> **EXERCISE DIRECTIONS**
Set down exactly the lines below between the line holding "of the weathered" and the line holding "of the grass", inclusive; no other line belongs in the answer.

> **RECORD EXCERPTS**
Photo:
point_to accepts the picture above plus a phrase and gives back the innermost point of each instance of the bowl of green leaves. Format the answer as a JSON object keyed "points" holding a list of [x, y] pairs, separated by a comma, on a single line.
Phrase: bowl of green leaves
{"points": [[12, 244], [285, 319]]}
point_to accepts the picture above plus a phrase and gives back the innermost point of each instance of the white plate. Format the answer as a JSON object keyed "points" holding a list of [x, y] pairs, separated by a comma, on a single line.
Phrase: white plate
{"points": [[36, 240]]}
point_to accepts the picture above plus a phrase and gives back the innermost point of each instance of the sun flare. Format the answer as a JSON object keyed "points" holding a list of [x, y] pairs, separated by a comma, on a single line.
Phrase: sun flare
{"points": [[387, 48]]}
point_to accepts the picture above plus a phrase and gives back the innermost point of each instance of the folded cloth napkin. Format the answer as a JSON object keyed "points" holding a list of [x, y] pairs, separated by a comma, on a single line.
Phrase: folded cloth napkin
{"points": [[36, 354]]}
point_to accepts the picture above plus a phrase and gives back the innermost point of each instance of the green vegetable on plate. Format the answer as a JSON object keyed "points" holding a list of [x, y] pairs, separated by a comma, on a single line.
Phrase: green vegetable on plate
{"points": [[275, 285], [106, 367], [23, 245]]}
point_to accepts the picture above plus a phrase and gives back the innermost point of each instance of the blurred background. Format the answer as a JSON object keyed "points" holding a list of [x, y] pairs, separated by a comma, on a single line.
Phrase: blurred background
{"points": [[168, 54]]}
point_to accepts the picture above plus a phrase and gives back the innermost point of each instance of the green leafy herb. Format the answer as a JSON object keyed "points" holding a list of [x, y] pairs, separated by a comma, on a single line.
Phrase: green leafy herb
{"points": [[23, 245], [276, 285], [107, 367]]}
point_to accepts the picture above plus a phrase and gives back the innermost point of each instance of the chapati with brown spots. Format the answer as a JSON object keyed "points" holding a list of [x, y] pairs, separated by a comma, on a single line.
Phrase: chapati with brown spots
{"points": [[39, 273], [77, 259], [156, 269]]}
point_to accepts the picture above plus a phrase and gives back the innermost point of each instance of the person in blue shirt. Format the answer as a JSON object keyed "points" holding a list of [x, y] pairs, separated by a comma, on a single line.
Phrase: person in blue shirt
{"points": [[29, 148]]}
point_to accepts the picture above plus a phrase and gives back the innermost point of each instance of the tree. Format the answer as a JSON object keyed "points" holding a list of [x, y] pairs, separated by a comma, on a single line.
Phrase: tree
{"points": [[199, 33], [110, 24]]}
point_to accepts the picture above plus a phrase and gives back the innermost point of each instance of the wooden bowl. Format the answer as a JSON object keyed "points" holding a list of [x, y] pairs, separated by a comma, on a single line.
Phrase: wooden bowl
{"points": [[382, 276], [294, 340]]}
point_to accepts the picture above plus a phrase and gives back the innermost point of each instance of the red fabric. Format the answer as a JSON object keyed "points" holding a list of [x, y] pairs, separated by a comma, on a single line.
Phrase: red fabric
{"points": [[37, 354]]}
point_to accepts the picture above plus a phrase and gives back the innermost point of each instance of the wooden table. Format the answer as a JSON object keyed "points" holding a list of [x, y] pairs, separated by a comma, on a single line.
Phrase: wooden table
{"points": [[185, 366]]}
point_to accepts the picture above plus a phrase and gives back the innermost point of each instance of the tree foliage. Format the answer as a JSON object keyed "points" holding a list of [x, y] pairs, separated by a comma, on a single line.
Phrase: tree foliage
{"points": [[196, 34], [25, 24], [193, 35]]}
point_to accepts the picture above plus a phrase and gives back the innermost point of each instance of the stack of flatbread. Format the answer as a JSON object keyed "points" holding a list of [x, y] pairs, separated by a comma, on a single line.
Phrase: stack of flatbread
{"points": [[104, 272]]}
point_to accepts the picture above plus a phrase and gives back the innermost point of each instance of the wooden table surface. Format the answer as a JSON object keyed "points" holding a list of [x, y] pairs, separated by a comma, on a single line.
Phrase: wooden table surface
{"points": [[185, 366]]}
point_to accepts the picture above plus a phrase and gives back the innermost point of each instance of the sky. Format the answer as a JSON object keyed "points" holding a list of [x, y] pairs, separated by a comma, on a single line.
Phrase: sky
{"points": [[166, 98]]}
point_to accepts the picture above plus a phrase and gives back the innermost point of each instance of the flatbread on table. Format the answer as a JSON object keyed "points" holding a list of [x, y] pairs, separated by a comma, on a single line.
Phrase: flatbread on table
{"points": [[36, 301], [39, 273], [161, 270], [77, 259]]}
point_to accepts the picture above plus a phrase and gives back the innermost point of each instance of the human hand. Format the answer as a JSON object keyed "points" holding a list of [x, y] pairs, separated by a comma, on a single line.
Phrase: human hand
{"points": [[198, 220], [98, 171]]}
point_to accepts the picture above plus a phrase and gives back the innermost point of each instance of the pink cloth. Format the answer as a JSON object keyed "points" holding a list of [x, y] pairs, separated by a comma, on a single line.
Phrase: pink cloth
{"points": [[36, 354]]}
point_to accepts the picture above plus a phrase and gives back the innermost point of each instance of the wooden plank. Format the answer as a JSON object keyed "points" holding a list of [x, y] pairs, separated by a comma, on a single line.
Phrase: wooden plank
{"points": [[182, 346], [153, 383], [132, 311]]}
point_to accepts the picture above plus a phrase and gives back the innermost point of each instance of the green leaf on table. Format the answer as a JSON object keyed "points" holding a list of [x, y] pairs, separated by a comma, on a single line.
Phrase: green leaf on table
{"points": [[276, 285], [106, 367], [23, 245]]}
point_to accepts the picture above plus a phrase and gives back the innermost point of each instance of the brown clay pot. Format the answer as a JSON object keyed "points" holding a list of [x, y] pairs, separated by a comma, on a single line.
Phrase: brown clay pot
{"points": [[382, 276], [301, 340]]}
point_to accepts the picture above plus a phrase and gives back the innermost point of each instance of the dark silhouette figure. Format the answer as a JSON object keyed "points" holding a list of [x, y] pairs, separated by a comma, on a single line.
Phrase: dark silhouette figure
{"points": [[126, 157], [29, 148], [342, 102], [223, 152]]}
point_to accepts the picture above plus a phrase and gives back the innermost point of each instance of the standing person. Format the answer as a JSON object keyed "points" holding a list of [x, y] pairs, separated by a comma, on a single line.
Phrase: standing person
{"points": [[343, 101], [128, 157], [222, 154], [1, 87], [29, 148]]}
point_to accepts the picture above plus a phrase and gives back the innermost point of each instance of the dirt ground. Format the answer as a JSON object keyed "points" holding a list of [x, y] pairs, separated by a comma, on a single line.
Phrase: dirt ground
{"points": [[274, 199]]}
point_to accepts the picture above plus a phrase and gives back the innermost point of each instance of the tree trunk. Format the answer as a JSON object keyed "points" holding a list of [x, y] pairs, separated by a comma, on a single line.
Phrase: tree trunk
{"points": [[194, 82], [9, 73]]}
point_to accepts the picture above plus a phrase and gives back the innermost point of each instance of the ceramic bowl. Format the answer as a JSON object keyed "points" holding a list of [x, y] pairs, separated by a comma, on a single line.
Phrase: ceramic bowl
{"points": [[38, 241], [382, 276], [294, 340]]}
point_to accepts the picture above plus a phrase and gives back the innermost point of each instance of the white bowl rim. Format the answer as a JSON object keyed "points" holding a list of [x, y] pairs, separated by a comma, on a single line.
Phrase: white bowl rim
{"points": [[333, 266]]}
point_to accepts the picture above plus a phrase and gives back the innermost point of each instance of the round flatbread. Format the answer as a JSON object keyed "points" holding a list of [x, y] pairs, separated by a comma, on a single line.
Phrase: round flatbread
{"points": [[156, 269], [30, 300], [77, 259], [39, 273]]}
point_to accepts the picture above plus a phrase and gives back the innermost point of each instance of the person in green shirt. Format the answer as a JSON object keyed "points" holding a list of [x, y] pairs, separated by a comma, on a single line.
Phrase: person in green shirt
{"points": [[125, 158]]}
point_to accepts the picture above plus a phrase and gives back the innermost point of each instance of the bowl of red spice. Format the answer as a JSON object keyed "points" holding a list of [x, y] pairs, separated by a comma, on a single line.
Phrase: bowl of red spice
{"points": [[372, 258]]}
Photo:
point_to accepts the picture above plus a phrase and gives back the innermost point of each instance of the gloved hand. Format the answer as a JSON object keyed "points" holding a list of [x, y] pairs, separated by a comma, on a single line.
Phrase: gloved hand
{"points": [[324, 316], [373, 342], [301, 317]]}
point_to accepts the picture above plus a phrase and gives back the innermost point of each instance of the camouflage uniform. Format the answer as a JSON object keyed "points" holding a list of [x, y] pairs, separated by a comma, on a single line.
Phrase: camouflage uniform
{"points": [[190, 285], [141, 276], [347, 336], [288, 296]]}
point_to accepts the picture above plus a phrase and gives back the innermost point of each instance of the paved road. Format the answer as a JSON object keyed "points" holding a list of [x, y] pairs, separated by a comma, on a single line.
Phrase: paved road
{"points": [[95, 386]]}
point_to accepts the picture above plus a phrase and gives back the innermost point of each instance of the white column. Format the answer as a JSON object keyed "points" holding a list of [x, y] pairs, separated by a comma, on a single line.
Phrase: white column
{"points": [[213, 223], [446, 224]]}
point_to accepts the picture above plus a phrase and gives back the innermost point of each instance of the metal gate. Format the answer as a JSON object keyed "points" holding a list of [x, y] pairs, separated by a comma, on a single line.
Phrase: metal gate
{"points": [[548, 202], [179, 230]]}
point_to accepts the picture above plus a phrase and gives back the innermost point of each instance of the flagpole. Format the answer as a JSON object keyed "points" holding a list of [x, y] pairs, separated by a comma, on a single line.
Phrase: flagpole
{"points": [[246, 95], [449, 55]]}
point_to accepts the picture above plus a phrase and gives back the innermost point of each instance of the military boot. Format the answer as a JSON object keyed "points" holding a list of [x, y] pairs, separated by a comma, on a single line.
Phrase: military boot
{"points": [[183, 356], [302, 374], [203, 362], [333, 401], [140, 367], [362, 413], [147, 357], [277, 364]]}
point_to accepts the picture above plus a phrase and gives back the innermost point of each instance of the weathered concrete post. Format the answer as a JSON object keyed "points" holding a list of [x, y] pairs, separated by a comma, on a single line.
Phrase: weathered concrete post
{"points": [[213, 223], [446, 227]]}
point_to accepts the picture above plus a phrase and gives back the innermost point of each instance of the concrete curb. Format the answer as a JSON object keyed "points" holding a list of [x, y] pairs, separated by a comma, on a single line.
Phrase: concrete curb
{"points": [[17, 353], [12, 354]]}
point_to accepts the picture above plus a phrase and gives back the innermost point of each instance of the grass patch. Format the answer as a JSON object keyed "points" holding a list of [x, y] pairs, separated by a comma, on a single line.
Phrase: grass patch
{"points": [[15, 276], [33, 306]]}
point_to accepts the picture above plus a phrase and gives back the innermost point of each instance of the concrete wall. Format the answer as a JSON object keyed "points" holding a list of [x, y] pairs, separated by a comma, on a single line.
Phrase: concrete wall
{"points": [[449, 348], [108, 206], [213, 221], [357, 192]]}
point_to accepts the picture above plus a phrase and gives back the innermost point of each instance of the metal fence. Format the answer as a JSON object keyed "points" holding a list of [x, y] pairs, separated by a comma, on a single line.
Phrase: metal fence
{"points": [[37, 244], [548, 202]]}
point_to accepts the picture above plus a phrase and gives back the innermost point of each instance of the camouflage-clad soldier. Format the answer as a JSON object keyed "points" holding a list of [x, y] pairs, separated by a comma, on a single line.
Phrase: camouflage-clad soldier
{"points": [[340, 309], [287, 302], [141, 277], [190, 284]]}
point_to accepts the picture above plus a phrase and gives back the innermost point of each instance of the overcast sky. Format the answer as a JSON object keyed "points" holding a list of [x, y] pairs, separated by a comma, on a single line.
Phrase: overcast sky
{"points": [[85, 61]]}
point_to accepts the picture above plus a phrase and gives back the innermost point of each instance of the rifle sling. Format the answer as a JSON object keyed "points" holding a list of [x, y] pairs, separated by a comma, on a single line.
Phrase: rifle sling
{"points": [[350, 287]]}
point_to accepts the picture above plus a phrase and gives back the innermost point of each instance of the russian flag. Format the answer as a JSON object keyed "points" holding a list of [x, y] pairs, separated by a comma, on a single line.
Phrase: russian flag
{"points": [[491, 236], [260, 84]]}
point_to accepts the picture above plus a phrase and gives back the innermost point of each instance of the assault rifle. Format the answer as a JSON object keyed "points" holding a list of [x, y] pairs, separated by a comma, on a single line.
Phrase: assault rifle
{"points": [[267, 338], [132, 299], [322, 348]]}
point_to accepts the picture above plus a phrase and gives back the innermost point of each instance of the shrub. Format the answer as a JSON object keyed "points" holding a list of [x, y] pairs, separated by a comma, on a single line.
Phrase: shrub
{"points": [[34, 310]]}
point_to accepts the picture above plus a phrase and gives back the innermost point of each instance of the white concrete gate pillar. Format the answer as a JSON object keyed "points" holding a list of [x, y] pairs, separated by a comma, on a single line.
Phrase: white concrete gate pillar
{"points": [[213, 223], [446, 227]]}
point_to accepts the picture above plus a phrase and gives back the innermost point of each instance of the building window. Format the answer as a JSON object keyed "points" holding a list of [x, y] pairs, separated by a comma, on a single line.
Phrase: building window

> **WRITTEN RESPONSE**
point_to accepts the picture above plus a phrase and gives back the innermost point of each instance of the weathered concrete post. Format the answer as a JSON object keyed "points" holding a list of [x, y] pairs, separated by a comma, on a single line.
Phrase: weathered concrete post
{"points": [[213, 223], [446, 227]]}
point_to accepts the picture above plus a phrase and gives back the innermost point of each instance of the concrete curb. Format the answer as a JSON object keyed "points" holding a list of [x, y] pairs, separated by a comma, on a single line.
Phrase: concrete curb
{"points": [[17, 353], [12, 354]]}
point_to accepts the picture above plus a phrase and gives back the innermost point of each instance of the grass patch. Format the answer as a JSON object keyed "points" holding a list of [x, y] pairs, separated by a comma, on a single line.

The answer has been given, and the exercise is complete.